───── Page excerpt ─────
- Born: 1960
- Occupation: Author

= Brooke Hodge =

American museum administrator and curator

Brooke Hodge (born 1960, Vancouver, B.C..) is a California-based curator specializing in art, architecture, and design. During a career of over 40 years, Hodge has held senior curatorial and administrative positions at many renowned museums including the Canadian Centre for Architecture (Montreal), the Fogg Art Museum at Harvard University, the Museum of Contemporary Art (MOCA) and the Hammer Museum in Los Angeles, Cooper Hewitt, National Design Museum in New York City, and, most recently, Palm Springs Art Museum in Palm Springs, California. Most notably, in 2001 she was named the first Curator of Architecture and Design at MOCA and the first Director of Architecture and Design at the Palm Springs Art Museum in 2016.

==Early life==
Hodge grew up in Kingston, Ontario, Canada. She received her Bachelor of Arts with honors in art history from Queen’s University in Kingston, Ontario, in 1983, and a Master's of Architectural History and a Certificate in Historic Preservation from the University of Virginia in 1989.

==Career==
She began her career as a curatorial assistant at the Canadian Centre for Architecture (CCA) in 1985 and was promoted to exhibitions coordinator at the Canadian Centre for Architecture in Montreal. In 1990 Hodge curated "Buildings in Boxes," the first exhibition of the CCA's important collection of architectural toys and games, and was interviewed about it by JD Roberts on Canada AM. She served in that position from 1987 until 1991 when she joined the staff of the Harvard Graduate School of Design as director of lectures, exhibitions, and academic publications. Her role at Harvard expanded when she was named an adjunct curator of architecture and design at the Fogg Art Museum. She also served as Assistant Dean for Arts Programs at Harvard's Graduate School of Design. During her tenure at Harvard, Hodge curated and/or organized over 100 exhibitions and produced numerous scholarly publications on the subjects of architecture, urban design, and landscape architecture. Notably, the exhibition she organized of the work of architect Zaha Hadid traveled to New York's Grand Central Terminal in 1995 and was reviewed by New York Times' architecture critic Herbert Muschamp. Hodge also served as Lecturer in the school's department of architecture, teaching seminars and workshops at the graduate level.
─────
> **Exercise instructions**
Quote the article on Brooke Hodge word for word, starting at "American museum administrator" and ending after "Museum in 2016.". The material after this article on Brooke Hodge is separate from it.
───── Material supplied ─────
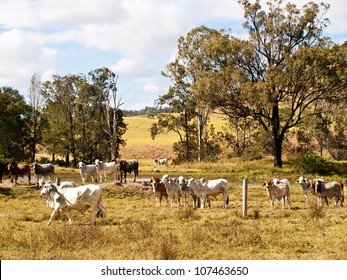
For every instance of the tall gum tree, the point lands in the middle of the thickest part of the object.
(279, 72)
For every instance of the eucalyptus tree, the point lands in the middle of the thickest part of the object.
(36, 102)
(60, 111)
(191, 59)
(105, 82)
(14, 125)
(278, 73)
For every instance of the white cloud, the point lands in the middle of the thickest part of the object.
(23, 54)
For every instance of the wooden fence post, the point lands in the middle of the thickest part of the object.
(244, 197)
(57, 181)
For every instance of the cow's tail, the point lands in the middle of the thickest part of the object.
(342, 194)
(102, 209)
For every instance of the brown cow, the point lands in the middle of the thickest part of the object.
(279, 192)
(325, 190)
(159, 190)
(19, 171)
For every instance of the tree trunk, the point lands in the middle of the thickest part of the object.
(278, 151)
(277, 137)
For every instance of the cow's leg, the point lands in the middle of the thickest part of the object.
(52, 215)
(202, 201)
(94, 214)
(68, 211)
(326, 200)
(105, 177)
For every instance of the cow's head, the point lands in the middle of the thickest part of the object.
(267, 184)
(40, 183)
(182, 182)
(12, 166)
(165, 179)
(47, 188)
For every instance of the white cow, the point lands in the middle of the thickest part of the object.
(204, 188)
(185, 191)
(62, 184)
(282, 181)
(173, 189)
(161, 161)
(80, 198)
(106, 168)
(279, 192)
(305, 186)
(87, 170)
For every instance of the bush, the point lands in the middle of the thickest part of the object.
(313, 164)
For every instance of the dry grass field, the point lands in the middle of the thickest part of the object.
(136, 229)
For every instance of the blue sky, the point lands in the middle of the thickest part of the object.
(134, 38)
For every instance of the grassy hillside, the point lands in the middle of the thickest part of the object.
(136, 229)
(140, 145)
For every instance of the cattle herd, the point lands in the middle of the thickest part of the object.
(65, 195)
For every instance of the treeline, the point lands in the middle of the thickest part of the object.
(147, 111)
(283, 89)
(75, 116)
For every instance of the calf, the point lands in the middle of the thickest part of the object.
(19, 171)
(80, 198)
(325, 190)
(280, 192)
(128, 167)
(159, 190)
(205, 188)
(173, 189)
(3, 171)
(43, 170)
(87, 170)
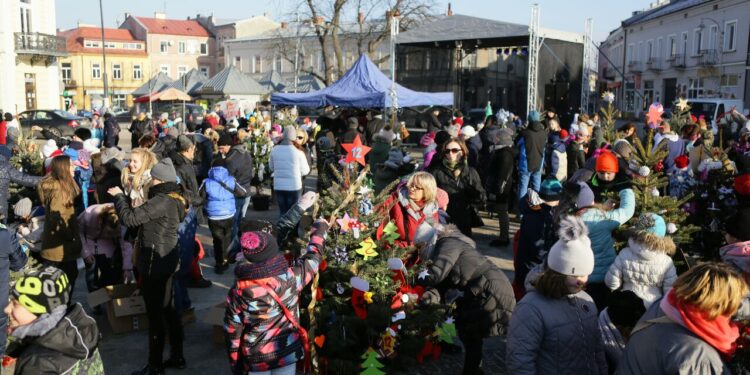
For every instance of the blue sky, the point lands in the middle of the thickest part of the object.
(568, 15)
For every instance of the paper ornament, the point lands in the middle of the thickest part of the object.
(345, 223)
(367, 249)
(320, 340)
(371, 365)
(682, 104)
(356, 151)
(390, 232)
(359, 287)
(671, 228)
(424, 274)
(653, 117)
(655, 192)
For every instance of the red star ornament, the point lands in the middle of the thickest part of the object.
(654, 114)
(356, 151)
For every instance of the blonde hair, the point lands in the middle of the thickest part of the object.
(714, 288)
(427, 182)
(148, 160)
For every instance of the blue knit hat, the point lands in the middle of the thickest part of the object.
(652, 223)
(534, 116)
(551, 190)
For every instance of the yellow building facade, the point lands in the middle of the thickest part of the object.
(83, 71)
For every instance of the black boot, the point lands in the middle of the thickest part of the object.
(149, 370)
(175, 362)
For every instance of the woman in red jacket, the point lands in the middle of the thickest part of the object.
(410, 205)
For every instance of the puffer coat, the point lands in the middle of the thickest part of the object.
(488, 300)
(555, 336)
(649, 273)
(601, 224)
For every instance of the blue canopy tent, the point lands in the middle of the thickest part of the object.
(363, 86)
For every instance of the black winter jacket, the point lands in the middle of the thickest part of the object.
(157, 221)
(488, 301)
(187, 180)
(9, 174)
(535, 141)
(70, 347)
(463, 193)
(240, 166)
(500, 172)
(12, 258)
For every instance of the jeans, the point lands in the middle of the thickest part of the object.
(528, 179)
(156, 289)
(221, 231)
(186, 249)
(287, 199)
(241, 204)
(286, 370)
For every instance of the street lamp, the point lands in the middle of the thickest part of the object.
─────
> **Solution for this task**
American museum administrator and curator

Brooke Hodge (born 1960, Vancouver, B.C..) is a California-based curator specializing in art, architecture, and design. During a career of over 40 years, Hodge has held senior curatorial and administrative positions at many renowned museums including the Canadian Centre for Architecture (Montreal), the Fogg Art Museum at Harvard University, the Museum of Contemporary Art (MOCA) and the Hammer Museum in Los Angeles, Cooper Hewitt, National Design Museum in New York City, and, most recently, Palm Springs Art Museum in Palm Springs, California. Most notably, in 2001 she was named the first Curator of Architecture and Design at MOCA and the first Director of Architecture and Design at the Palm Springs Art Museum in 2016.